Do this >>
Recast the lines of the listing below as a numbered list, leaving out any blank lines.

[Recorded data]
--------

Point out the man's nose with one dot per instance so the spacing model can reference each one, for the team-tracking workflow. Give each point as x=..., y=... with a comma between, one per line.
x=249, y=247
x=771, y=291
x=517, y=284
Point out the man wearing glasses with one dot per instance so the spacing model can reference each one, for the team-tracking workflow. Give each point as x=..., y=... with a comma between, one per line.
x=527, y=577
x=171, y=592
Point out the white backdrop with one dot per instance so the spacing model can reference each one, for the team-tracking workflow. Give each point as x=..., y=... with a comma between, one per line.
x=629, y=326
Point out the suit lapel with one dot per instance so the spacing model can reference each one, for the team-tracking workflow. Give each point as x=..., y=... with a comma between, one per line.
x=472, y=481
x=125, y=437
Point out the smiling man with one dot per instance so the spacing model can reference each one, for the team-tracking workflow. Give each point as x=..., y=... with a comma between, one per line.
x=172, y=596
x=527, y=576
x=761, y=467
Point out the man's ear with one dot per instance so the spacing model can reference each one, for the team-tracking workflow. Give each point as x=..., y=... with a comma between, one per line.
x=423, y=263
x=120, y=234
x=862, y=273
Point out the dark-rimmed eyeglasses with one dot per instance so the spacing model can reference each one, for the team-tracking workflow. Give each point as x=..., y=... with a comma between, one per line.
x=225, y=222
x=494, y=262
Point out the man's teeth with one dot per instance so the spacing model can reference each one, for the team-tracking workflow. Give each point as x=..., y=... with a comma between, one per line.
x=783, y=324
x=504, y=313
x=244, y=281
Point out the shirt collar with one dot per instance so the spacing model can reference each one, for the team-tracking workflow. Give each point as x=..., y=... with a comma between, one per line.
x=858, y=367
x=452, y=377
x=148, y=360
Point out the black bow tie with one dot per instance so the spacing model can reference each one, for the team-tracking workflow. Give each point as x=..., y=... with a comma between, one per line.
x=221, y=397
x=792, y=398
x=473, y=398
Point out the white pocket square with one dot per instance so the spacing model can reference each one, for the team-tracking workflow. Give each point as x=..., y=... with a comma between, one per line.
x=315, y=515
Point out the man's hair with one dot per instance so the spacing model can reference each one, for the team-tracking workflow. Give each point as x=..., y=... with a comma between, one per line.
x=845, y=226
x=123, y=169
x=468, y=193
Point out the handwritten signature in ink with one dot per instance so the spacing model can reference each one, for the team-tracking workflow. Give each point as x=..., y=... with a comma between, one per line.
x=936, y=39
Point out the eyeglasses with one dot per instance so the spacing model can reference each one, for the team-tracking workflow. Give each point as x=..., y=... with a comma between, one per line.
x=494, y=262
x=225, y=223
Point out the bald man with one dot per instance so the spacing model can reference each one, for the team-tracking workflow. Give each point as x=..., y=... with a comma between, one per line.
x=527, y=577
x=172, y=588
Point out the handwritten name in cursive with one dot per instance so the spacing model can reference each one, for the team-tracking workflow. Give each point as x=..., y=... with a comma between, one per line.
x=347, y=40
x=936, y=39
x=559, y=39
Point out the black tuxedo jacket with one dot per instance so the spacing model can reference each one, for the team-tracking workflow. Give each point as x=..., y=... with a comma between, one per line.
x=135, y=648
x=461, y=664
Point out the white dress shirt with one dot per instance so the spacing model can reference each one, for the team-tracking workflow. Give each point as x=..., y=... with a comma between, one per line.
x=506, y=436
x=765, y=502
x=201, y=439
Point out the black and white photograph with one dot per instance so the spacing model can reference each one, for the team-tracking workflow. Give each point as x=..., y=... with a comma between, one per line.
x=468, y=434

--------

Answer to this task >>
1. Point out the man's nose with one dot per instance so the spacing model can reference each one, for the team-tracking workflow. Give each point as x=..., y=... with a comma between, one per line.
2. x=249, y=247
3. x=771, y=291
4. x=517, y=284
5. Point out the man wearing glasses with one dot per instance so the spacing model can reference each one, for the team-tracking workflow. Give each point as x=..., y=... with a comma between, one per line.
6. x=527, y=577
7. x=171, y=592
8. Point out the white backdrop with one dot per instance so the spacing model can reference each one, for the team-tracking workflow. Give each point as x=..., y=... with a comma between, one per line.
9. x=629, y=326
10. Point out the suit lapel with one dot per instance so the spacing model can reference each one, for the team-tracking workflow. Give each point as x=..., y=... with a comma between, one per line.
11. x=472, y=481
12. x=125, y=437
13. Point out the smiling man with one dot per instance so the spacing model can reference each one, for the team-tracking workflow. Give each point as x=..., y=... with a comma between, one per line.
14. x=172, y=596
15. x=527, y=576
16. x=761, y=467
17. Point out the man's ear with one dot per instance so the spacing model can reference each one, for the team-tracking workflow. Give each point as x=..., y=... with a comma between, one per line.
18. x=423, y=263
19. x=120, y=234
20. x=862, y=273
21. Point out the dark-rimmed eyeglasses with one dot per instance so the spacing model can reference each one, for the team-tracking workflow. Give each point as x=..., y=... with a comma between, one per line.
22. x=225, y=222
23. x=494, y=262
24. Point out the man's teeth with one dot per instance so the spacing model can reference each one, for the team-tracking workflow. Give each point as x=..., y=... with a comma between, one per line.
25. x=783, y=324
26. x=504, y=313
27. x=244, y=281
28. Point out the shirt collar with one dot per instance so the spacing model can reference each one, for the team-tracking workflow. Give each point as x=..., y=... with a comma between, one per line.
29. x=858, y=367
30. x=452, y=377
31. x=148, y=360
32. Point out the black bow tie with one dot per instance so the spacing model can reference each one, for the team-tracking workflow. Give each point as x=..., y=... with a comma between, one per line.
33. x=221, y=397
34. x=792, y=398
35. x=473, y=398
36. Point out the white pocket square with one dot per instance so the spacing model can reference each one, for the team-tracking workflow. Give each point as x=..., y=... with a comma between, one per line.
37. x=315, y=515
38. Point out the man's hair with one dot per instance so the spacing model can reference each one, for the team-tracking workflow. Give each point as x=..., y=... with a comma between, one per line.
39. x=845, y=226
40. x=123, y=169
41. x=468, y=193
42. Point out the handwritten signature in ink with one dot per instance so the spacing model can reference each one, for the team-tracking workflow. Give each point as x=..., y=... with a comma between, one per line.
43. x=936, y=39
44. Point out the eyeglasses with one dot per instance so the spacing model can reference each one, for the team-tracking workflow. Give each point as x=..., y=... with a comma between, one per line.
45. x=494, y=262
46. x=225, y=223
47. Point out the bald man with one dot per instance so the spacing model can reference each one, for the team-tracking workflow. Give each point as x=..., y=... with a comma between, one per line.
48. x=527, y=577
49. x=172, y=588
50. Point out the handwritten name in cursive with one dot per instance so the spacing model can reference each one, for the team-tracking workflow. Give each point as x=..., y=... with a comma between, one per line.
51. x=347, y=40
52. x=936, y=39
53. x=559, y=39
54. Point out the black tuxedo jacket with one dot per instance so the spacing model can reference each one, for the team-tracking workflow. Give each point as x=..., y=... with a comma between, one per line.
55. x=135, y=648
56. x=461, y=664
57. Point out the white dress shirt with one dot per instance so the spacing model can reference each one, for the team-tracking workflow. Give each point as x=..., y=... with a comma between, one per line.
58. x=506, y=436
59. x=765, y=502
60. x=201, y=439
61. Point out the black and white photograph with one dot per instance so the spacing model can reference each one, for the team-tracking workflow. Give each point as x=..., y=... with a comma between, one per line.
62. x=468, y=434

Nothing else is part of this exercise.